#### SOURCE ####
You can see that the checkbox to enable the toolbar checkbox never appeared, so it failed to check it to install the Toolbar module, then it silently continues anyway, then eventually crashes because of course executing Toolbar JS is not going to work if Toolbar JS is not loaded because the module was never installed.

Conclusion: machine performance is too low and/or machine load is too high. That in turn causes very fundamental things (installing the Toolbar module) to fail, which then of course makes all Toolbar tests fail.

nod_’s picture

as a followup we should also somehow kill the test if the setup fails instead of going ahead.

Mixologic’s picture

So, a few things from infra perspective -> containers / images shouldnt really have any bearing on underlying hardware/resource contention, *unless* the container itself is somehow hamstrung from accessing the full resources. When the nightwatch tests are running, there is nothing else at all happening on the machine, and thus no contention at all. Nightwatch tests run serially if I remember correctly, so its not an issue of parallelism either.

In this case it could be that the mariadb container isnt properly configured to take advantage of the massive amounts of memory/disk/cpu available. The configurations for those containers were just what I received from a community member, so dont know if there is more performance to be gained there, or if there is some other issue.

The image itself is not new, it was just recently added as another daily test. The image was added in mar, 2020.

So, Im not sure how we can test if mariadb is underperforming/underconfigured.

hestenet’s picture

For reference, the tests are running on a C4 8XL AWS instance (or one of a very comparable one in the pool) which has 32vCPUs/64gigs of RAM. And as @mixologic says, the nightwatch tests run serially, so they shouldn't be constrained by the instance itself.

Wim Leers’s picture

Thanks for the context, @mixologic and @hestenet!

The image dating back to >2 years ago and (I'm assuming) not having caused issues until now is a strong indication that the image itself is fine.

The machine sounds about 4 times more powerful than my measly laptop, and with no other work happening concurrently with the Nightwatch tests, my resource contention theory seems very unlikely.

Unfortunately … that leaves me in a place where I have no idea how to dig deeper 😔

hestenet’s picture

We think it was maybe @daffie who helped get the MariaDB container set up. Perhaps they would have some ideas here.
####
- GIVEN INSTRUCTION:
Answer these from the thread on failing Toolbar tests:
(a) Which module failed to install, causing its tests to fail?
(b) When was the image added?
(c) How many vCPUs and how much RAM does the AWS instance running the tests have?
The material that follows is not needed for this exercise.
#### PROVIDED INFORMATION ####
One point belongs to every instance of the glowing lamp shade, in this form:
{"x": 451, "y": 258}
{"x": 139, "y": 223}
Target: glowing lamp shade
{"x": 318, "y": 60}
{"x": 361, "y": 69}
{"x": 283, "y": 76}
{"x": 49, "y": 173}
####
- RESPONSE:
(a) The Toolbar module.
(b) March 2020.
(c) 32 vCPUs and 64 gigs of RAM.